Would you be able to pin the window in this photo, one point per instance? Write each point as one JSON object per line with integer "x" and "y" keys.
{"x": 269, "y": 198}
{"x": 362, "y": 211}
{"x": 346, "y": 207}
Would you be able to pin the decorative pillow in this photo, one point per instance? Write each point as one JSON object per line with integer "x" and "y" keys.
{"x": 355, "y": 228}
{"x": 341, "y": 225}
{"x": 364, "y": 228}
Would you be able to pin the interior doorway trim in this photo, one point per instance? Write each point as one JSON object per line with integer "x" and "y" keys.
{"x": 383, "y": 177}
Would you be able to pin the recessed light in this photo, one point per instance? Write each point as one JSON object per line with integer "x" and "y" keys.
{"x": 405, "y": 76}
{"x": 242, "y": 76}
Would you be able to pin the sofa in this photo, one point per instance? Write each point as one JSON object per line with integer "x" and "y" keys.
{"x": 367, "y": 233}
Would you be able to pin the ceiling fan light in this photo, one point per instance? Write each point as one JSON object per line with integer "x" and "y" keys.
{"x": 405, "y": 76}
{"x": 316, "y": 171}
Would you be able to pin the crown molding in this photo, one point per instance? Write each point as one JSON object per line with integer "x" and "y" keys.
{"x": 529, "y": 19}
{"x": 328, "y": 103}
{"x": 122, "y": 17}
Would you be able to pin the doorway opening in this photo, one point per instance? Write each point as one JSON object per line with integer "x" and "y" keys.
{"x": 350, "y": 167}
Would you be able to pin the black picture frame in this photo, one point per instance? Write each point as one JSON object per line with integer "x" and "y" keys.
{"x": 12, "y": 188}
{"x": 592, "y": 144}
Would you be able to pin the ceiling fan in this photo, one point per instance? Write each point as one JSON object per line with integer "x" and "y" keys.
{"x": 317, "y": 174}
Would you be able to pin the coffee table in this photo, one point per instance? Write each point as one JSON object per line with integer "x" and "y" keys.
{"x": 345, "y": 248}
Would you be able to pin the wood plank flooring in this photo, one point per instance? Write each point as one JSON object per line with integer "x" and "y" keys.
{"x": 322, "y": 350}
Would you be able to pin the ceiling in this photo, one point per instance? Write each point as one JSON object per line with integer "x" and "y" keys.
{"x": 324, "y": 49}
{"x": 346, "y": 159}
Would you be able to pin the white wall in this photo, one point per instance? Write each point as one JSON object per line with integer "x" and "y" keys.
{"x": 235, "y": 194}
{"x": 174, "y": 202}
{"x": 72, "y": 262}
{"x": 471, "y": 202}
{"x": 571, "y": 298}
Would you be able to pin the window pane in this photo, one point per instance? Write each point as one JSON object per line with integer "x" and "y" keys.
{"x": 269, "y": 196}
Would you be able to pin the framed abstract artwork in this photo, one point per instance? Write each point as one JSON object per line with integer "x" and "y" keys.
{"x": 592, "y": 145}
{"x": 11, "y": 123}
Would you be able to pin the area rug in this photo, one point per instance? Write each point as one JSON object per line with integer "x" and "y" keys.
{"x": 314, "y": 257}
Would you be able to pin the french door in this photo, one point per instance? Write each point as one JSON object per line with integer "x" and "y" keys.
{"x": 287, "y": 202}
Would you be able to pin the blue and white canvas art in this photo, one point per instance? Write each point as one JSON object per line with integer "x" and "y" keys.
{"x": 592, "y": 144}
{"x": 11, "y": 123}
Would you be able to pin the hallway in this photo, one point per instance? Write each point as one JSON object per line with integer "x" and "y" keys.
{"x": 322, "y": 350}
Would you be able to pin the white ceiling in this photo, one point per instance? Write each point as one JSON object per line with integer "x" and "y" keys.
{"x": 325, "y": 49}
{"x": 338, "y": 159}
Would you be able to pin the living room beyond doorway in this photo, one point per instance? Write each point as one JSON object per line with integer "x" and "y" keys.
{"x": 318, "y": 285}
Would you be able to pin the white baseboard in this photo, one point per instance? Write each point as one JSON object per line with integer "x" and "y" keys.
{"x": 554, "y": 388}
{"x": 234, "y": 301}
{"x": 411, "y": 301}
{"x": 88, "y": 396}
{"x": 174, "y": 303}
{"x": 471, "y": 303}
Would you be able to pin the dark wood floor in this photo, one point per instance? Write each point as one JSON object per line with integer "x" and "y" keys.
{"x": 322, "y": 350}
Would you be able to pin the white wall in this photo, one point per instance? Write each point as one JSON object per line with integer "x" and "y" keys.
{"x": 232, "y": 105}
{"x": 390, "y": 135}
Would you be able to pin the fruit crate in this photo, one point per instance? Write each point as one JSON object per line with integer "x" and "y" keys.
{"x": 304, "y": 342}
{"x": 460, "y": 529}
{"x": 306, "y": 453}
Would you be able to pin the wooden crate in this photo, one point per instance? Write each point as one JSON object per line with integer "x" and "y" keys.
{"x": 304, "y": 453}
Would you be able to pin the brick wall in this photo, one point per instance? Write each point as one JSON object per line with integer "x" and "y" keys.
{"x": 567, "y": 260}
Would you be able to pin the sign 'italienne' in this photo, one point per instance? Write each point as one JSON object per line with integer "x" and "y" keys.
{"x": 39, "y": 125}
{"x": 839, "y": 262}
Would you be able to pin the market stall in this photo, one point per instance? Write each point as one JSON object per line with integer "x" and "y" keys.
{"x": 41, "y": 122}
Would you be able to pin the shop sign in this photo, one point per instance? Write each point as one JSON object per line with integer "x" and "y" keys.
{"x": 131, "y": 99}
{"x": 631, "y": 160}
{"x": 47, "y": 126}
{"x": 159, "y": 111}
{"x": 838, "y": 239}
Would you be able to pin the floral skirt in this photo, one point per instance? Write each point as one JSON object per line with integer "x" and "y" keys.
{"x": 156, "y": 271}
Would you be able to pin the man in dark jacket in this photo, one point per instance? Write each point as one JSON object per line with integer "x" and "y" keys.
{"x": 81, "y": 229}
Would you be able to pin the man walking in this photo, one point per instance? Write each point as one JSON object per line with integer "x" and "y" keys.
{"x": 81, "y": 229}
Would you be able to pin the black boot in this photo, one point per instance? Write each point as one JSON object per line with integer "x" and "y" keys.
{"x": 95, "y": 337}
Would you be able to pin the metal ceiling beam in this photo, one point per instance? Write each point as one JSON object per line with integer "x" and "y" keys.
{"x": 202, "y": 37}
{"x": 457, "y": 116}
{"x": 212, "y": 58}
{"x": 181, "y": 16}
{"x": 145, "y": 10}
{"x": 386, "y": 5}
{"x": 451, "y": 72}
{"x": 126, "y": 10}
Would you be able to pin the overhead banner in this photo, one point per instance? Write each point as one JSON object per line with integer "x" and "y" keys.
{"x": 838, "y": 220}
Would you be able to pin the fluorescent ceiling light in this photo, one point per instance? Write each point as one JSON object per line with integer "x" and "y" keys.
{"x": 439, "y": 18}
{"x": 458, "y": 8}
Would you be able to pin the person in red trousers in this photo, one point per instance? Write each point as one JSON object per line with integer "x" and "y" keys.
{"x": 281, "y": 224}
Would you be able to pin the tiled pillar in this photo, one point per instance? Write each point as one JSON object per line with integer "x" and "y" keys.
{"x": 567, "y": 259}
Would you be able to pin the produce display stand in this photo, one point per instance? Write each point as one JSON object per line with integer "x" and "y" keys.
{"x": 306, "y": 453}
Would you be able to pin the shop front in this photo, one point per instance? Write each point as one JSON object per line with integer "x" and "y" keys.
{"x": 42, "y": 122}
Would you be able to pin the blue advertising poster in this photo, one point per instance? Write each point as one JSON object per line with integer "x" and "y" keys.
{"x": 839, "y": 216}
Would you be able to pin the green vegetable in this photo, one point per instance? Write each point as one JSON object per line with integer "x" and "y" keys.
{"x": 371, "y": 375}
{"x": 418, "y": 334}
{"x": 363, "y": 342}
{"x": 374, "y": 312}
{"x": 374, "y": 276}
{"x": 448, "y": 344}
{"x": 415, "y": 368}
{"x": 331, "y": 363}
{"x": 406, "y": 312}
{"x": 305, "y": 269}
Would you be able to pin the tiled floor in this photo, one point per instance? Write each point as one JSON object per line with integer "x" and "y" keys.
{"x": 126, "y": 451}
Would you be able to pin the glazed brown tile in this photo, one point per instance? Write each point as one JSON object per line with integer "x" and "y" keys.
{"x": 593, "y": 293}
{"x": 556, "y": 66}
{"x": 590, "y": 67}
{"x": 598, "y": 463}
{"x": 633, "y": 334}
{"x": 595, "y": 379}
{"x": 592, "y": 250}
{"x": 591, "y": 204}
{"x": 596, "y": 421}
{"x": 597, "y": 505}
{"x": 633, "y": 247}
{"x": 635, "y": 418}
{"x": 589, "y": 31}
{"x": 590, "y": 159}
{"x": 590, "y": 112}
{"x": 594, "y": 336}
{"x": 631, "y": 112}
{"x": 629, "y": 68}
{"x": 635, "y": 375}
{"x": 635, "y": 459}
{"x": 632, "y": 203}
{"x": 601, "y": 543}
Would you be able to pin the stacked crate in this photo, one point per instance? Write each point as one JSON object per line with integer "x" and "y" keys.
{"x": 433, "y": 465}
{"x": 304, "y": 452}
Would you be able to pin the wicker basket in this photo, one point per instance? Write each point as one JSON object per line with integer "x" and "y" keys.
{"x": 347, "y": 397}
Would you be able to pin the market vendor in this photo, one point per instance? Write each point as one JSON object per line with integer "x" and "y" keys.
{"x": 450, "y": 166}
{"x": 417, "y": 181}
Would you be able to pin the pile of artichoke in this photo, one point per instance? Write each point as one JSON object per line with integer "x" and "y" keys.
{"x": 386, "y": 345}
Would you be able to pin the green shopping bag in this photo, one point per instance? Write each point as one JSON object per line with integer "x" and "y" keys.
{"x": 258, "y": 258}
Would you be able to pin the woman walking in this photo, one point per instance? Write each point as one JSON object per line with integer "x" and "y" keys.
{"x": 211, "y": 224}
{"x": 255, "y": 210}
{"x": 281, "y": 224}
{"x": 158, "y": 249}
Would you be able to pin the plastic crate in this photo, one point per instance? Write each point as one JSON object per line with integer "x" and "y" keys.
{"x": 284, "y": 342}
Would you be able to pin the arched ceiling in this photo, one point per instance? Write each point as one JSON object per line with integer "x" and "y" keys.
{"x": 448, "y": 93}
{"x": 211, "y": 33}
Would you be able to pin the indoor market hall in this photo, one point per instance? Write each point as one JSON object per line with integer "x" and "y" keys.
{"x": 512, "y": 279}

+++

Give the lines from the one containing "Would you be able to pin the indoor" through the end of the entries as a Markdown table with the columns Row and Line, leaving out any blank lines.

TASK OUTPUT:
| Row | Line |
|---|---|
| 1 | Would you be able to pin the indoor market hall in this photo, one point per instance? Write each point as one JSON object per line with integer "x" and "y" keys. |
| 2 | {"x": 512, "y": 279} |